## The request
Return nothing but the lines from the line containing "Definition first: for each instance of the black skirt, imagine" through the last line of the records, reproduced exactly.

** start Data for processing **

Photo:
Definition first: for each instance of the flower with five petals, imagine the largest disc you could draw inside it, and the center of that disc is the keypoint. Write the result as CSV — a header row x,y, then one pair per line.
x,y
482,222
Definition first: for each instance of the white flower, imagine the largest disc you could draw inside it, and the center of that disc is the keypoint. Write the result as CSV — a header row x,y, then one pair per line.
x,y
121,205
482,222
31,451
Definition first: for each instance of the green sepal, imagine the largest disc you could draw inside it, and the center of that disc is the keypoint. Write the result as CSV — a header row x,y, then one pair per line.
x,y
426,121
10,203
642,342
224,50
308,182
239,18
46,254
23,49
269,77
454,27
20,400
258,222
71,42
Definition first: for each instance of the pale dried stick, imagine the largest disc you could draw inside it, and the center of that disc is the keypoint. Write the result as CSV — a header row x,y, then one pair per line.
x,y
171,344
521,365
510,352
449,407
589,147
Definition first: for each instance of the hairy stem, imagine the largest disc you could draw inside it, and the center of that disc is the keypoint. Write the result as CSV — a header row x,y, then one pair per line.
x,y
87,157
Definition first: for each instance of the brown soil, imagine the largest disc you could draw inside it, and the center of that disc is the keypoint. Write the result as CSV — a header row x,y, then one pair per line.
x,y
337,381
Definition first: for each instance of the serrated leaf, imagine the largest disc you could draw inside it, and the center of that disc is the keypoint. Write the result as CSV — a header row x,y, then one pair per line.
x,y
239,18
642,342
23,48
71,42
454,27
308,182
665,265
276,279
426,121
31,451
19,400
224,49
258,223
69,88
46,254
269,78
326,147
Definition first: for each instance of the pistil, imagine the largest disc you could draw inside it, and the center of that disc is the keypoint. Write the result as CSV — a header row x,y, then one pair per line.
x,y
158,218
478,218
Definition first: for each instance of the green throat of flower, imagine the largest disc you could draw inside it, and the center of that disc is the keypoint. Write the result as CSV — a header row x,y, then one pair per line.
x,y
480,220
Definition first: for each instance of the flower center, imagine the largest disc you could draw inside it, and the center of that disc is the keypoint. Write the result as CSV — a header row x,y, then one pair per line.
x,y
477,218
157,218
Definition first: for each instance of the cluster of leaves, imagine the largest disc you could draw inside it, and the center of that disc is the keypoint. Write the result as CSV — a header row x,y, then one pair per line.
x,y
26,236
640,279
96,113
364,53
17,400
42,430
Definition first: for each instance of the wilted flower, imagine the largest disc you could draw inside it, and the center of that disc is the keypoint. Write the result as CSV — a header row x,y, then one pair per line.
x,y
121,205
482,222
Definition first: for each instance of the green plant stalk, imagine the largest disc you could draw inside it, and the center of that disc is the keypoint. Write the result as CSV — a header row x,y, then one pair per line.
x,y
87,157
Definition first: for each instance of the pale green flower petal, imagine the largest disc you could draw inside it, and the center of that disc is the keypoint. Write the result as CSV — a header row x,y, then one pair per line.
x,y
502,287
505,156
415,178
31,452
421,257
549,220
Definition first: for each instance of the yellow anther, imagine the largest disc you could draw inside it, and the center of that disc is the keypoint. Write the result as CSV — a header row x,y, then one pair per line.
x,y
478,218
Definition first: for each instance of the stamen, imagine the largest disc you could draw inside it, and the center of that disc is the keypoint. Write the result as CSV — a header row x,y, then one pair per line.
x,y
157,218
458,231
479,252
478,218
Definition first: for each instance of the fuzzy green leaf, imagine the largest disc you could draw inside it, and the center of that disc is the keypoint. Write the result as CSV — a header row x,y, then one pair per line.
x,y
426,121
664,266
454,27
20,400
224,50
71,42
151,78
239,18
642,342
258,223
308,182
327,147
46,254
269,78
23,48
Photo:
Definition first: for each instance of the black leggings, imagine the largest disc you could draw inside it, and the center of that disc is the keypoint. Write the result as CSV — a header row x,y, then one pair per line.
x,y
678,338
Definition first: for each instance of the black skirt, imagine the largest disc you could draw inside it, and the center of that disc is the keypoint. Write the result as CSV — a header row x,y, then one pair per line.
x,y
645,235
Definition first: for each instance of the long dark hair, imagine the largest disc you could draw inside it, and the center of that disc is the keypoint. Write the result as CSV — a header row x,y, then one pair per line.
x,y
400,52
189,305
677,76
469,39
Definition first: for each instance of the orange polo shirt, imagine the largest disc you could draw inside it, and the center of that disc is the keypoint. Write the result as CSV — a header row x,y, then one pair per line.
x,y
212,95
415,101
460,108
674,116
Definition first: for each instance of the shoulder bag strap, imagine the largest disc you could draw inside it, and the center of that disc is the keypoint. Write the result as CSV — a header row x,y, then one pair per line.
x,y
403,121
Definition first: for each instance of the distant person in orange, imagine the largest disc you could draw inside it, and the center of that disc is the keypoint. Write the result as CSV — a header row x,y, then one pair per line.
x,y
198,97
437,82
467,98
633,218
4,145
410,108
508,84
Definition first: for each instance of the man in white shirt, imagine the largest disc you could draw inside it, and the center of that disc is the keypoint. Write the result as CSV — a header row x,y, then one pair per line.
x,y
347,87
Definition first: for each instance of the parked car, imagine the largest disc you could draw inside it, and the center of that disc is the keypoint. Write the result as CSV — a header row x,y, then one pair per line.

** end Data for processing **

## In response
Definition first: for each instance of the black skirt, imagine the largest disc you could draw inside it, and the center of that disc is the keypoint. Write the result as CSV — a header row x,y, then one pair per line.
x,y
645,235
Definition first: for each instance of the long dark hair, imagine the largest disc you could draw inside it, and the center of that disc is the keypoint. Write the result as CSV — a header row x,y, then one pair per line.
x,y
400,52
189,305
677,76
469,39
Definition first: for each instance of the orange polo shirt, imagine the largest disc you could draw inside it, and the center of that disc is the keypoint. Write the result as CSV — a header row x,y, then one pair per line.
x,y
212,95
415,101
460,108
674,116
Definition first: for each instance of the shoulder bag strap, imagine the largest disc you could draw inside it, and the center of that disc is the keypoint. Write the result as CSV — a header row x,y, then one pair per line.
x,y
403,121
Definition first: for each instance of the distant person in orange, imagine the largest disc you could draw inside it, and the center of that disc is the keypoint. Write the result as CSV — a header row x,y, then one pair per line.
x,y
198,97
437,82
467,98
633,218
4,145
410,108
508,84
Definition first: for each instance of the man in white shirt, imagine the largest disc you could draw inside it, and the center of that disc is the keypoint. Write the result as CSV — a header row x,y, then one pair per line.
x,y
347,87
Definition first: for each instance of the parked car, imagine the largest disc you could draw inside it, and the center of that disc is the keypoint. Write the result as CSV — a header row x,y, then one pair per line.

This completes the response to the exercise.